_Supplied passage_:
********
What’s wrong with XML?

I’ve uploaded my Dutch article ‘Wat is er mis met XML?‘ on the many well-known shortcomings of XML – namespaces, DOM, canonicalization, XML Schema, in general: complexity and counter-intuitivity. Entertaining, and necessary since I’m more and more often being accused of being an XML evangelizer – at best it sometimes is the least evil of possible alternatives.

This entry was posted in xml. Bookmark the permalink.

6 Responses to What’s wrong with XML?

  1. Some comments on your XML rant:

    “Na 10 jaar is de XML gemeenschap er nog steeds niet uit of de URI die een Namespace definieert naar een resource moet wijzen (b.v. een Schema of RDF bestand, of een HTML pagina) die iets zinnigs over die Namespace zegt of niet. Verwarring alom bij de (nieuwe) gebruiker, iedereen associeert een URI immers met een webpagina.”

    The I in URI means ‘identifier’ in the broad sense of the word. That people usually dereference URIs does not mean you can not use them as identifiers.

    “Na deze hobbel is er de verkorte notatie – prefix – van een Namespace. Er is nooit een poging gedaan deze te registreren, zoals bijvoorbeeld Media Types. Gevolg: de prefix van XML Schema kan (en deze komen allemaal regelmatig voor) xs: zijn, of xsd:, of wxs: of zelfs iets zelfbedachts als kul:, en erger, we kunnen prima xs: gebruiken als prefix voor XSLT elementen.”

    This is a feature; a requirement for registration of prefixes places an undesirable hurdle on the author for creating his own namespace. Also, convenient short prefixes would very quickly run out.

    “Iedere programmeur kan dus niets zinnigs zeggen over een element, zonder eerst de prefix op te zoeken bij de namespace declaratie, daar de hele betreffende URI te lezen (wie weet de URI van XML Schema uit het hoofd?) en te kijken of het nu écht XML Schema is waar het over gaat.”

    You’re exaggerating greatly here; the namespace URI for XML Schema has XML Schema in it, and not XSLT. There is no need to memorise anything. Also, from the context (element names, etc.) it should immediately be clear whether you are dealing with an XML Schema or XSLT document, even without looking up the prefix mapping.

    “Alsof deze mess nog niet erg genoeg is, is het mogelijk namespaces overal in een document te declareren. Zeker als een default Namespace gebruikt wordt (dus een Namespace zonder prefix) is het zoeken naar een Namespace-declaratie in een hooiberg.”

    Did you want to XML-in-XML wrapping or not? This facilitates that (partially). And even though this is possible, most of the time namespaces are all on the root element, so you will not have to consider this. This is true at least for most of our documents at work, even though we have no internal guideline that requires this.

    “En zeg eens eerlijk – wie weet nu op het eerste gezicht of een attribuut in een Namespace valt of niet?”

    The fact that attributes are in the null namespace is definitely at first unintuitive and an often-made mistake. I remember well when I found this out, and have had to explain this to others often. But I do not see how this could be different; otherwise you would need to prefix every attribute like so which would probably be even harder for authors to grasp. At the moment, for most document authors and consumers the namespace of attributes is a detail that they do not need to know about.

    “Het wordt echter nog erger. […] Tegen alle conventies in is wat er tussen aanhalingstekens staat, significant.”
********
_Directives_:
• A. In the XML thread, what does the first reply say the I in URI means?
• B. Write the next part of the XML thread, picking up right after its final quoted sentence.

Segmentation dataset records:
********
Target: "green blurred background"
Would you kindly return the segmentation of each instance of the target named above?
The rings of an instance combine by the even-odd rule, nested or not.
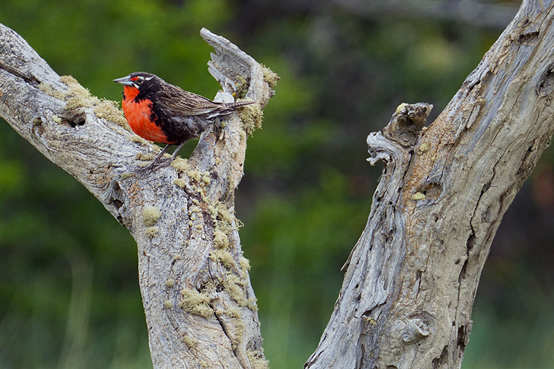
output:
[[[213,97],[202,27],[278,73],[236,210],[265,353],[288,368],[315,349],[365,226],[381,172],[365,161],[367,134],[402,102],[432,103],[436,116],[519,6],[413,3],[3,0],[0,22],[111,100],[122,90],[111,80],[136,71]],[[464,368],[554,367],[553,156],[493,242]],[[133,239],[3,120],[0,253],[0,368],[152,367]]]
********
_In response_:
• A. It means "identifier" in the broad sense of the word.

• B.
    QNames in content is an age-old debate that has both pros and cons. Also, I would say this is a choice made by individual languages based on XML (XSLT, etc.), not of XML and XML Namespaces itself.

    Wrt XML Schema, it is definitely pretty convoluted. I guess the reason you can not express certain common things that are seemingly simple (e.g. ‘this attribute (X)OR this child element’) is because of some design decisions wrt. computability and performance that I don’t fully understand. That is the only explanation I can think of. XML Schema part 2 Datatypes is pretty decent though.

    Oh, and your JSON example doesn’t facilitate any kind of distributed extensibility. And it needs to be normalised as well to be properly compared (e.g. “a” and “\u0061” are equivalent but have different serialisation).

    f I look at the parts of XML you criticise, most of them JSON does not provide either, except for an easy object model. So er, JSON fail, too? :)

  2. * otherwise you would need to prefix every attribute like so <xhtml:div xhtml:class=”asdf”>

  3. Oh actually, the fact that JSON allows for different variations of white space alone causes it to need canonicalization. I think it will be hard to find a (readable, so Mork doesn’t count :)) text-based format that doesn’t require it, really.

    Also, the new DOM Element Traversal spec (http://www.w3.org/TR/ElementTraversal/) will make looping over elements while ignoring non-element nodes easier. Unfortunately there does not seem to be a getChildElements(‘nn’) method yet.

    It would be nice if E4X was supported by more browsers… Because that is really the biggest advantage JSON has over XML in JavaScript; it is a language primitive.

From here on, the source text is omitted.